### [Document segment]
A Walk Down Memory Lane With Leslie And Robert Black
“Where we are sitting, is one of the landmark buildings here in Orient,” said Robert Black. “It used to be a courthouse. The building was built in 1910 and the judge used to sit here with his gavel to hear cases. It had outhouses and a hand pump for the sink. Then in the 1920s, it was converted to an A&P supermarket, and after that it became a meeting spot for the Girl Scouts from the 1950s to 1960s.”
When the landmark building became available for rent, Robert and Leslie Black, who were dating at the time, saw it as an opportunity to expand on their personal hobbies and as an outlet for Leslie’s mother, Mary, to sell some of her specialty herbs from their family-owned farm, the Old Orchard Farm. In deference to the 18-acre farm owned by Mary and Leslie’s stepfather, Robert Van Nostrand, the Blacks named their shop the Old Orchard Farm Store.
Then, in 1983, just before the Blacks were married, they were given the opportunity to purchase the landmark building which housed their store on Village Lane. “We had greeting cards, gifts, flowers, potpourri, handmade thyme wreaths, candles, hippie-ish types of things that went with the times. Leslie’s mother was running the store for many years and she would also have some potted herbs here as well,” Robert said.
According to Leslie, the Van Nostrand farm’s crop was primarily cauliflower. “It was my mother who convinced my stepfather to start growing specialty herbs and vegetables, and before long, he was getting up at four in the morning and driving into New York City to the Green Market by Union Square, where he sold the specialty herbs and vegetables out of his truck.”
“He was one of the founding members of the 14th Street Green Market and also used to go to the Green Market at the World Trade Center. He also supplied the Dean and DeLuca food store and several other renowned restaurants in the city. But it was a tough life for them,” said Leslie. “They would dig the herbs by hand.” After several years, Van Nostrand leased out 10 acres of the farm, keeping eight to continue his own farming. “The farm was finally sold over 15 years ago for retirement purposes and is now a tree farm nursery,” Leslie said.

### [What this exercise asks]
#1 List every use the landmark building on Village Lane has had according to the piece about Leslie and Robert Black, in the order given.
#2 From the piece about Leslie and Robert Black, extract the passage starting at "When the landmark" and ending at "Orchard Farm Store.".

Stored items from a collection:
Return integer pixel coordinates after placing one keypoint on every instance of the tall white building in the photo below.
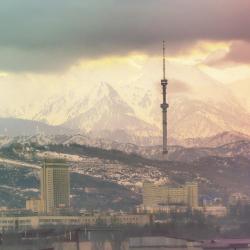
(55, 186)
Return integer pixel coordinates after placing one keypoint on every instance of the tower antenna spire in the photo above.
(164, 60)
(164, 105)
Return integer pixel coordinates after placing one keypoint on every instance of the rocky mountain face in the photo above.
* * *
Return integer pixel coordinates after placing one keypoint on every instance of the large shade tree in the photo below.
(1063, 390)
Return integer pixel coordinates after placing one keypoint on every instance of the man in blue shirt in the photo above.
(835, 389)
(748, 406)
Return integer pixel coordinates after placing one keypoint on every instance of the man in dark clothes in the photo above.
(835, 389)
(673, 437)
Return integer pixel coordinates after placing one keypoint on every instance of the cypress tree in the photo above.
* * *
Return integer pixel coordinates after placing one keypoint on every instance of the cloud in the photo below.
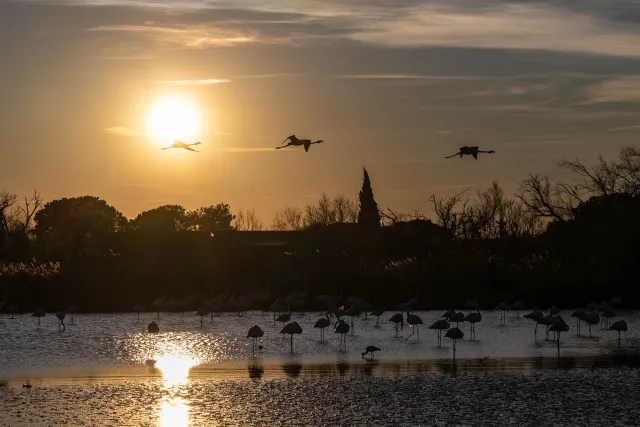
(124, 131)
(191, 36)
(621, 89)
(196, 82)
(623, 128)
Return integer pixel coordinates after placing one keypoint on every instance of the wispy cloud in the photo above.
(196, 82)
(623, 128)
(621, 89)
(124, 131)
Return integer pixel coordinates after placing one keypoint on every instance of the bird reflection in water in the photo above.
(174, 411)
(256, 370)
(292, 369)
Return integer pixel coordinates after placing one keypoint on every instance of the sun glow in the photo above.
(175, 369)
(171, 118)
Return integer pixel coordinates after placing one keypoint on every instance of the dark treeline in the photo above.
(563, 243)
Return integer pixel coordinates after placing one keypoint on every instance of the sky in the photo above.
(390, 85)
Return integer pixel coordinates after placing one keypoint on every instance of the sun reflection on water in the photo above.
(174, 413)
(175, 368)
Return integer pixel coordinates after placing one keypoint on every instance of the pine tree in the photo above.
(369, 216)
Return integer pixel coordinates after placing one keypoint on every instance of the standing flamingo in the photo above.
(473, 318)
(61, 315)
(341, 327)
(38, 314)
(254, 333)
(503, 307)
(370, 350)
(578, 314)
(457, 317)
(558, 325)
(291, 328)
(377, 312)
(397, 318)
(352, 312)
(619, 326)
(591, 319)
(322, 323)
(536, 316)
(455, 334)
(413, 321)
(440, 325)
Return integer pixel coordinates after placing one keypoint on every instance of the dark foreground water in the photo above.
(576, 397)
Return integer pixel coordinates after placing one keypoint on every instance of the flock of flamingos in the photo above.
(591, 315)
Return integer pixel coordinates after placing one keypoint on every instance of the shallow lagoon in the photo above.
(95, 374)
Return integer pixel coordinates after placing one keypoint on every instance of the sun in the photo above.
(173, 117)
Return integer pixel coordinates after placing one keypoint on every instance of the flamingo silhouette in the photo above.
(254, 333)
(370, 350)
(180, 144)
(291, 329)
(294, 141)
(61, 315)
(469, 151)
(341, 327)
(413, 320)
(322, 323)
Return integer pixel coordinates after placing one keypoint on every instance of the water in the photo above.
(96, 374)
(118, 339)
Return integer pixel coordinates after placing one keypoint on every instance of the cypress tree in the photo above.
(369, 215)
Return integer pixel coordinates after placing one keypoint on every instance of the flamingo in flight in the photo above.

### [Solutions to the tasks]
#1
- Courthouse
- A&P supermarket
- Meeting spot for the Girl Scouts
- Old Orchard Farm Store

#2
When the landmark building became available for rent, Robert and Leslie Black, who were dating at the time, saw it as an opportunity to expand on their personal hobbies and as an outlet for Leslie’s mother, Mary, to sell some of her specialty herbs from their family-owned farm, the Old Orchard Farm. In deference to the 18-acre farm owned by Mary and Leslie’s stepfather, Robert Van Nostrand, the Blacks named their shop the Old Orchard Farm Store.